# First Planted Tank. Plant Suggestions Please



## zeone03 (Oct 25, 2006)

Hello everyone. I getting ready to start my first planted tank. It will be a 20g tall. Can anyone give me some good suggestions on plants for beginners. I know I'll probably get some Java Ferm and Water Sprite. Would Micro Sword be good for a good foreground carpet plant. Here's what my setup will be like.

I'll have a total of 56w of lighting. I got 2 of the Coralife Freshwater Aqualight T-5 Series. Energy Savers Unlimited | Coralife | ESU Reptile | Birdlife | Pondlife | Deep Ocean | A Worldwide Manufacturer of quality pet products
I plan on having 3" of Eco-complete susbstrate. For ferts I plan on getting them from Greg Watson and using the EI system.

Thank you
Jason


----------



## dwhite645 (Jan 9, 2005)

Pretty much any stem bunch plant is fairly easy to grow well with ferts and co2, and the lighting you have works well too. Hygrophila (spelling) was one of my first with great success, although it's getting hard to find anymore. Another good one is java moss - just attach to logs and such.
Another thing about bunch plants is they grow fairly fast too, so it's good filler to start off with.


----------



## bristles (Mar 7, 2006)

Sagittaria subdulata & Hydrocotyle leucocephala (Brazilian pennywort) are good hardy starters with enough light which it looks like you will have.


----------



## zeone03 (Oct 25, 2006)

Thank for the suggestions. I though about java moss but I thought I read somewhere that it can take over a tank pretty quick. I am going to put some rocks in my tank also. If I put the java moss on it will it stay on the rock or still grow off the rock.

Also I live next to a river. Can I use driftwood that I find. If so what is the proper way to clean it. I figured I'd save a few bucks plus it would be fun for me and my son to go out trying to find some one afternoon.

Thanks


----------



## bristles (Mar 7, 2006)

If conditions are right for it, Java moss can have good growth but as for "taking over a tank quickly"I have not found that to be the case. I will occasionally find a wisp of it in my ground cover or behind some stem plants but have never considered it a nuisance(just my opinion) 
Drift wood found by local bodies of water can have parasites or unknown chemicals on them. That said, I know people who have found wood and throughly rinsed or boiled it & used it in there systems with no ill affects. But I have also heard horror stories ,so I usually get mine from the LFS or on line sources.

§ **SOURCE EXCERPT**
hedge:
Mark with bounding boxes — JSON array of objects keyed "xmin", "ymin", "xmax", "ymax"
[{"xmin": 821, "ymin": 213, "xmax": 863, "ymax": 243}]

§ **GIVEN PROBLEM A**
Using the forum thread on planning a first planted tank, explain in one to three sentences why bristles usually buys driftwood from a local fish store or online instead of collecting it.
§ **GIVEN PROBLEM B**
Extend the forum thread on planning a first planted tank, beginning after its final post.

§ **TASK RESULT A**
Bristles notes that driftwood found near local bodies of water can carry parasites or unknown chemicals. Some people have rinsed or boiled such wood and used it without problems, but bristles has also heard horror stories, so store or online wood is the usual choice.

§ **TASK RESULT B**
----------



## zeone03 (Oct 25, 2006)

I thought parasites could be a problem with driftwood I found. Since this will be my first planted tank I probably just buy it. My lfs doesn't have any good pieces I like so I'll probably have to order it online. Can anyone recommend any good sites. I found these sites.

AquariumDriftwood.com,
AquariumGuys.com,
AmazonMoosey's Ambit


----------



## AndyT. (Jun 28, 2006)

I have had good experience with Aquarium Driftwood.com, but that was some years ago. Still have the pieces and they look good! 

Will you be using CO2? If so, I second the suggestion that you use stem plants.


----------



## AndyT. (Jun 28, 2006)

I have had good experience with Aquarium Driftwood.com, but that was some years ago. Still have the pieces and they look good! 

Will you be using CO2? If so, I second the suggestion that you use stem plants.


----------



## scott53326 (Sep 17, 2006)

Hi,

I really recommend Ted--> index

I bought a piece from him last month. It did not even need to be weighted down. It sunk to the bottom right away and it has not leached any tannins.

-Scott


----------



## zeone03 (Oct 25, 2006)

I'm not to sure yet about the CO2. Right now I don't think I'll be able to afford a full out pressurized CO2 system. I'm not really a DIY type of person. I thought about getting one of these small CO2 setups.

CO2 Natural Plant System,
Freshwater Planted Aquariums: Red Sea Turbo CO2 Bio-System

Would something like one of those work for now for a 20g. If I add Seachem Excel would I also need to add CO2.

Scott - Thanks for the link to Ted. He's got some peices that I like.


----------



## banderbe (Nov 17, 2005)

Next time around, consider a 20 gallon long instead of tall. Typically, a "perfect" size for planted aquaria is any tank where the height and depth are the same, like the 20 long, or 75 gallon.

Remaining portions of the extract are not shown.